_Stored dataset items_.

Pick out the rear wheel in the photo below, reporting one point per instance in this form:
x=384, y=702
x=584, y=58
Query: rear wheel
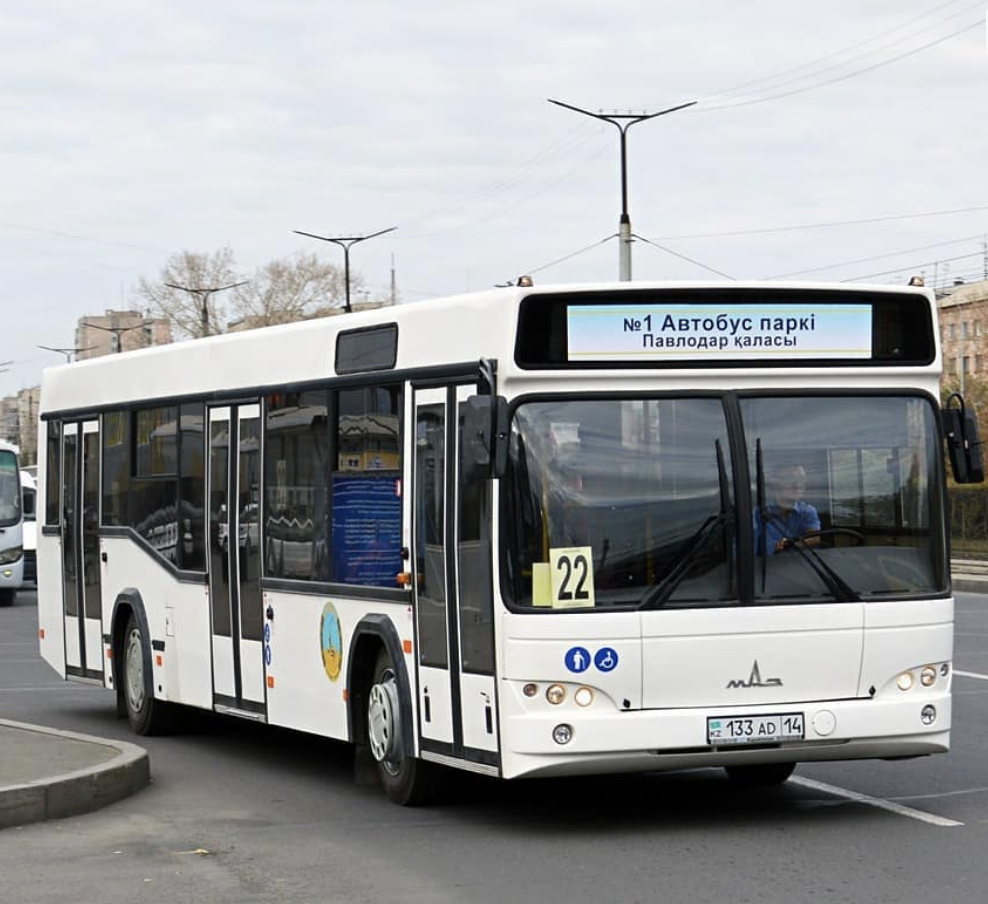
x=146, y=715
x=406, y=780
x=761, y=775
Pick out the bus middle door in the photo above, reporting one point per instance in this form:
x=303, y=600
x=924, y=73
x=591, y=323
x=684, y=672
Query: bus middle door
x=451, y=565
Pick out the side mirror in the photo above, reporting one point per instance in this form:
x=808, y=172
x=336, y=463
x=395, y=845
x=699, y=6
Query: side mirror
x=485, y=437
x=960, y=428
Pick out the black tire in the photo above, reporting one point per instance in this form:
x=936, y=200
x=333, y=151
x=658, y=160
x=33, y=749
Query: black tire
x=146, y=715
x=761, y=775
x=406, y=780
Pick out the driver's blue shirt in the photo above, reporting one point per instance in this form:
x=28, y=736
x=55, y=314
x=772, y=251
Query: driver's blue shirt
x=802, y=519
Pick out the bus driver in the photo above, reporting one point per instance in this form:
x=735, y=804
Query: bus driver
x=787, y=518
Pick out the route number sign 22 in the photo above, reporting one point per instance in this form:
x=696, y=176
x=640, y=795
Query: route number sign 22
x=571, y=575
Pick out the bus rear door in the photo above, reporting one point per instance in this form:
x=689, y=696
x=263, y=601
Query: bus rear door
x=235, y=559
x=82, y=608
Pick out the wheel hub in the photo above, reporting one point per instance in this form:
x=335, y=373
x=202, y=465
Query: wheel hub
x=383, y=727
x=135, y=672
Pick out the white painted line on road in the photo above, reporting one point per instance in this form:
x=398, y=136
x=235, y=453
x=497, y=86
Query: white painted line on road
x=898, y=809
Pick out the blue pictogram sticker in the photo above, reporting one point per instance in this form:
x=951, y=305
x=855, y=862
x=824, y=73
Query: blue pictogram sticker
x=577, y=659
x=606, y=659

...

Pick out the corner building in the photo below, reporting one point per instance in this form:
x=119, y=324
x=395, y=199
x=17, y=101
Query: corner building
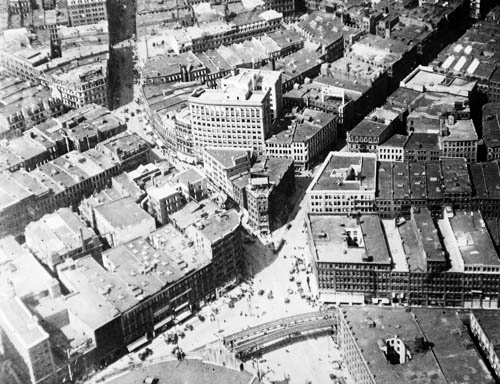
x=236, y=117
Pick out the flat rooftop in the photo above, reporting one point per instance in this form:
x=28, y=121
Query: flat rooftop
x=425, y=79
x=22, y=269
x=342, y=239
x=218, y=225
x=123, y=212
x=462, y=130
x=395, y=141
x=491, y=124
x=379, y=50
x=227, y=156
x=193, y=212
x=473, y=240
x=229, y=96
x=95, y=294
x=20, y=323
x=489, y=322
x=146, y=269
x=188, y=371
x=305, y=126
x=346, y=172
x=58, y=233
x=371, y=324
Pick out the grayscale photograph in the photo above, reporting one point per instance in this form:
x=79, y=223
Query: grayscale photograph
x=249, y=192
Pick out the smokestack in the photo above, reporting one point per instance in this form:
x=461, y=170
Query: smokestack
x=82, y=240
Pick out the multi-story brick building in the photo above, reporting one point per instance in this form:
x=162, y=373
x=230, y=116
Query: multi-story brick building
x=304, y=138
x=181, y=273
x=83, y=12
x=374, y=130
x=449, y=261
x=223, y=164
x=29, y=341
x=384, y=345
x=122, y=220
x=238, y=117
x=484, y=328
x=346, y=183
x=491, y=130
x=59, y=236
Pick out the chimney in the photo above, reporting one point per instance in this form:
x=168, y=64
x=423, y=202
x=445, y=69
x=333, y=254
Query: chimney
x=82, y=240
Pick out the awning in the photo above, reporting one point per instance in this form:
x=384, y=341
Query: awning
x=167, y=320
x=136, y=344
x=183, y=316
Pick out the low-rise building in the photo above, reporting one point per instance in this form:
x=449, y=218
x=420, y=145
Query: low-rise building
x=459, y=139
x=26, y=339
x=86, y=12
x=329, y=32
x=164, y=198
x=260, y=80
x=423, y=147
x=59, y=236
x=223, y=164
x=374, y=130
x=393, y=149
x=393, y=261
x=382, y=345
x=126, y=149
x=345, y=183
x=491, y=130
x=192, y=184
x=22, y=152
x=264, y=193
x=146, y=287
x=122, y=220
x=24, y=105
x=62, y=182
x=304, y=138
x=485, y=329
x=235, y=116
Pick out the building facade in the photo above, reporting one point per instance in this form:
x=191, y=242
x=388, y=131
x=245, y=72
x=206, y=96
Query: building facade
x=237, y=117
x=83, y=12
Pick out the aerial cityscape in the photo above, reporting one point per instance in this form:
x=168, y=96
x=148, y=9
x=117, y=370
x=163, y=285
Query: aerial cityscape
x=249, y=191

...

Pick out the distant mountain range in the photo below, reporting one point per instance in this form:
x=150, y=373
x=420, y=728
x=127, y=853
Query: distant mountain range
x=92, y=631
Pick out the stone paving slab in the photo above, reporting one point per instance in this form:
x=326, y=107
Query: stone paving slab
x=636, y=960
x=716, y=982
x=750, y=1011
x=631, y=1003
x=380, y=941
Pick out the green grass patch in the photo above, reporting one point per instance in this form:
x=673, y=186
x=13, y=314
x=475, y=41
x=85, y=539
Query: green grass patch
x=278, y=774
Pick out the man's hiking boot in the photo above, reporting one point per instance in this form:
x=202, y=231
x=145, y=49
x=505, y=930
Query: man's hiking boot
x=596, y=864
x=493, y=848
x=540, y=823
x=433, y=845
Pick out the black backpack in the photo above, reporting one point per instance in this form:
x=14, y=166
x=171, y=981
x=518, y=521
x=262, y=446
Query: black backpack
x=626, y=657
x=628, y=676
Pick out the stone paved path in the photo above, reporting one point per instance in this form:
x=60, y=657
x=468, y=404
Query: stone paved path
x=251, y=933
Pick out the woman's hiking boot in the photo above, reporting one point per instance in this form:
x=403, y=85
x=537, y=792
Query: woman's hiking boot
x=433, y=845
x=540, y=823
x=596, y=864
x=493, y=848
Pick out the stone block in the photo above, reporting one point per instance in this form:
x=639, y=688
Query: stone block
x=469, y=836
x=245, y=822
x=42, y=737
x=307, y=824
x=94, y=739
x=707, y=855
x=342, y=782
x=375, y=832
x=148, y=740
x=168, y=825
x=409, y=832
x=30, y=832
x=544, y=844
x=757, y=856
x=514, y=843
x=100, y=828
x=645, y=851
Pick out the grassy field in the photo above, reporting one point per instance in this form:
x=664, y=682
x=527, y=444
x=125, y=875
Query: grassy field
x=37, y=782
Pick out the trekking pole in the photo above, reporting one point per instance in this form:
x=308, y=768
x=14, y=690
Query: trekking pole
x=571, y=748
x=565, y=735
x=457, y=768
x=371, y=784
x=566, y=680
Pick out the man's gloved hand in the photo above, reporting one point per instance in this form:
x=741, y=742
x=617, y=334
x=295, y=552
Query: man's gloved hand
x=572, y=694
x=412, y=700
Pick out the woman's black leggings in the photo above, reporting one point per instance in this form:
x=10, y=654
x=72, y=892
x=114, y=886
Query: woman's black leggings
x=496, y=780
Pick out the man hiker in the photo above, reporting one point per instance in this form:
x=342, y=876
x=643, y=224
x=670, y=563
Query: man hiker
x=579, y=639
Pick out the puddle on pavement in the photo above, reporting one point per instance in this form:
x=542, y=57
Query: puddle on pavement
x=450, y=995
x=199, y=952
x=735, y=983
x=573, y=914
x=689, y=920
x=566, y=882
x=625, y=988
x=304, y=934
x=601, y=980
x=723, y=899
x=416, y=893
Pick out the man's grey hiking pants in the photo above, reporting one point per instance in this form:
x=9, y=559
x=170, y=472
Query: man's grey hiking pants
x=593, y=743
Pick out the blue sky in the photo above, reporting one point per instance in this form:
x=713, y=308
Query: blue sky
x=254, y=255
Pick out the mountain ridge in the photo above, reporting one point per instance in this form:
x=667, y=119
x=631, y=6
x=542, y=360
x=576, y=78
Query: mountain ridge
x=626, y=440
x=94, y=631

_GIVEN INSTRUCTION_.
Please copy the rows from the line that has "Pick out the blue pictogram" through the line that has "x=606, y=659", changing "pictogram sticker" to "icon decal" and keeping everything else the same. Return only those lines.

_REPLY TO THE TASK_.
Pick out the blue icon decal in the photo above, reporting one point per instance in this form:
x=951, y=305
x=855, y=862
x=824, y=73
Query: blue icon decal
x=577, y=659
x=606, y=659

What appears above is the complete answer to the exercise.